• **Materials provided**:

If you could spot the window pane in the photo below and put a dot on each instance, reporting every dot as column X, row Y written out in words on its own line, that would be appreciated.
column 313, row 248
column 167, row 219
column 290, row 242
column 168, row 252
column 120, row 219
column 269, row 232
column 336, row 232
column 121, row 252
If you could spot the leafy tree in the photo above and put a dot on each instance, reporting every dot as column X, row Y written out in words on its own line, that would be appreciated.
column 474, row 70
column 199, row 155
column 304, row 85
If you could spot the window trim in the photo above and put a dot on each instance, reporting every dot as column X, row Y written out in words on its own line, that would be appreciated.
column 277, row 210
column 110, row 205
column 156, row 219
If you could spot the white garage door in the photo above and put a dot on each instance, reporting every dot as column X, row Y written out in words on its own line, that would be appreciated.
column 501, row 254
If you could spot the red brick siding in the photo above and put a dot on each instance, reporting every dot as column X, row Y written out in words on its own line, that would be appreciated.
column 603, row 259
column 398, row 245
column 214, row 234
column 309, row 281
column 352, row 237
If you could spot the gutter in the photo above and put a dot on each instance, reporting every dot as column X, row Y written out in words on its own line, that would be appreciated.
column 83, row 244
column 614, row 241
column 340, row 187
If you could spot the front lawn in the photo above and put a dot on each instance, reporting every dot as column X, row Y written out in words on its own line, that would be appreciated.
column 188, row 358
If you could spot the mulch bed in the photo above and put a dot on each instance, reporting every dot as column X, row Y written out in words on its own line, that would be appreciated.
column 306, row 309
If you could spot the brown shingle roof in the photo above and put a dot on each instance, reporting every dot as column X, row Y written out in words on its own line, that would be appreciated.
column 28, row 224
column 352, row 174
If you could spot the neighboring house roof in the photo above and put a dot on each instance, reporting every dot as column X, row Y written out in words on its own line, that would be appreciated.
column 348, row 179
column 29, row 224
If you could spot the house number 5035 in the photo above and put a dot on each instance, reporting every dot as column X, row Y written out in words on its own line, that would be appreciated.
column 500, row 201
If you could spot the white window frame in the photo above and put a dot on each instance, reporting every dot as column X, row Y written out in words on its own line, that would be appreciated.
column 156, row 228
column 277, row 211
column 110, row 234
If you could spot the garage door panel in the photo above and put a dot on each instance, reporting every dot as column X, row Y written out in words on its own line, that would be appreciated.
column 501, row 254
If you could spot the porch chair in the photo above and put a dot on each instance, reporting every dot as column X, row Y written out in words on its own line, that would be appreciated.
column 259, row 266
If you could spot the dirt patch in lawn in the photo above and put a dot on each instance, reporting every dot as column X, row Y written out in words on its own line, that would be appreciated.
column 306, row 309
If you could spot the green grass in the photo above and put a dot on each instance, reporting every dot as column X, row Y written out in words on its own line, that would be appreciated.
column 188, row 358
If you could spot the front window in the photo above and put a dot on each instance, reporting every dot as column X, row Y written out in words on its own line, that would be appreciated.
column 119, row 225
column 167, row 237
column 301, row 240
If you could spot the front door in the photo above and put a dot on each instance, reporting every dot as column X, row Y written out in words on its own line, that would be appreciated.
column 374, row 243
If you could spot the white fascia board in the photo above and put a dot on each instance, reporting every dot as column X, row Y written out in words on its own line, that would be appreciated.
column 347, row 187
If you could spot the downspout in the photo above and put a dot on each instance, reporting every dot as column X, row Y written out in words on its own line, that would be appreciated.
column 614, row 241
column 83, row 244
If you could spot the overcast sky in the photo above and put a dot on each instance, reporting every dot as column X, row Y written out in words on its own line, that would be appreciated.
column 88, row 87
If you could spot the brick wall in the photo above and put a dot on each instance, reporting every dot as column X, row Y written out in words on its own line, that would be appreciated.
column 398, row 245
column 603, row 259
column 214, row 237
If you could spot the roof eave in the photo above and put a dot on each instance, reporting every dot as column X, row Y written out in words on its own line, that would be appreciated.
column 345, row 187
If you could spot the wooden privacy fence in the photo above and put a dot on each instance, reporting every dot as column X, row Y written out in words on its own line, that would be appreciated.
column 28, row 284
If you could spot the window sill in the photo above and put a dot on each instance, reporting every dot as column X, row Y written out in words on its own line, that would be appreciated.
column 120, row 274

• **Work instructions**: Transcribe every line of the records exactly, please.

• **Solved exercise**:
If you could spot the window pane in the photo below and put a dot on each instance, reporting every dot as column X, row Y written out in words on its own line, that would be appreciated.
column 313, row 248
column 167, row 219
column 290, row 242
column 168, row 252
column 120, row 219
column 269, row 232
column 336, row 232
column 121, row 252
If you could spot the leafy tree in the photo above and put a dot on each instance, reporting every dot as column X, row Y written out in words on its own line, that would be appreciated.
column 474, row 70
column 199, row 155
column 304, row 85
If you could spot the window trim in the photo above and put a dot on each instance, reporting every dot as column X, row Y written out in words on its own line, that would be appreciated.
column 277, row 210
column 110, row 205
column 156, row 219
If you could spot the white garage door in the photo above and put a dot on each instance, reporting every dot as column X, row Y written out in words on its own line, that would be appreciated.
column 501, row 254
If you could spot the red brick siding in the photo above and put a dot on each instance, reporting every dot as column X, row Y written out in words on its own line, that would be appreciated.
column 603, row 259
column 398, row 245
column 214, row 234
column 309, row 281
column 352, row 237
If you could spot the gutter in the photo above and put a dot on each instance, reporting every dot as column X, row Y written out in words on its own line, that would be appreciated.
column 83, row 244
column 614, row 241
column 340, row 187
If you could spot the front lawn in the photo above and put a dot on each instance, reporting every dot as column X, row Y written out in words on its own line, that would be appreciated.
column 188, row 358
If you could spot the mulch bed in the photo above and put a dot on each instance, reporting every dot as column X, row Y written out in words on its own line, that would be appreciated.
column 306, row 309
If you could spot the brown shingle roof in the photo above and put a dot on each instance, reporting every dot as column X, row Y written out in words on its own line, that would be appreciated.
column 28, row 224
column 352, row 174
If you could spot the neighboring house roof in the photo above and put a dot on each instance, reporting every dot as column X, row Y written out in words on its own line, that would be appreciated.
column 348, row 179
column 29, row 224
If you could spot the house number 5035 in the photo above and put a dot on each instance, reporting every dot as column X, row Y written out in words on its own line, that would be appreciated.
column 500, row 201
If you could spot the white window frame in the photo above and put a dot on each instance, reporting every dot as column X, row Y written out in words on its own line, that would be appreciated.
column 156, row 228
column 277, row 211
column 110, row 234
If you could spot the garage door panel in the photo above and put a dot on each instance, reporting every dot as column X, row Y written out in words on its own line, that would be appreciated.
column 501, row 254
If you could spot the porch chair in the photo above and put a dot on each instance, reporting every dot as column X, row Y written out in words on its own line, that would be appreciated.
column 259, row 266
If you could spot the dirt patch in lawn in the photo above and put a dot on each instance, reporting every dot as column X, row Y written out in words on its own line, that would be appreciated.
column 306, row 309
If you could spot the green grass in the photo above and put a dot on each instance, reporting every dot as column X, row Y written out in words on its own line, that would be appreciated.
column 188, row 358
If you could spot the front window in the photo above and put a dot on each instance, reporting every dot as column X, row Y written out in words on its own line, that would be appreciated.
column 119, row 225
column 167, row 237
column 301, row 240
If you could spot the front door in the photo above and put a dot on each instance, reporting every dot as column X, row Y written out in words on its own line, that would be appreciated.
column 374, row 243
If you could spot the white fascia board in the photo above and put a dot on each instance, reporting every dot as column X, row Y written out in words on its own line, that would be appreciated.
column 347, row 187
If you could spot the downspout in the photo above and put a dot on each instance, reporting every dot as column X, row Y written out in words on its own line, that would be appreciated.
column 614, row 241
column 83, row 244
If you could spot the overcast sky in the photo above and put a dot on each instance, reporting every dot as column X, row Y written out in words on its own line, that would be appreciated.
column 88, row 87
If you could spot the brick wall in the photo above and put a dot on each instance, reporting every dot as column X, row Y written out in words on its own line, that would be appreciated.
column 398, row 245
column 603, row 259
column 214, row 237
If you could spot the roof eave in the photo above and put a dot on each instance, reporting every dot as column X, row Y written out in words on its own line, that would be appreciated.
column 345, row 187
If you could spot the wooden privacy fence in the photo above and put a dot on each instance, reporting every dot as column X, row Y written out in words on its own line, that would be appreciated.
column 28, row 284
If you could spot the window sill in the photo above and put a dot on each instance, reporting every dot as column X, row Y written out in words on its own line, that would be appreciated.
column 120, row 274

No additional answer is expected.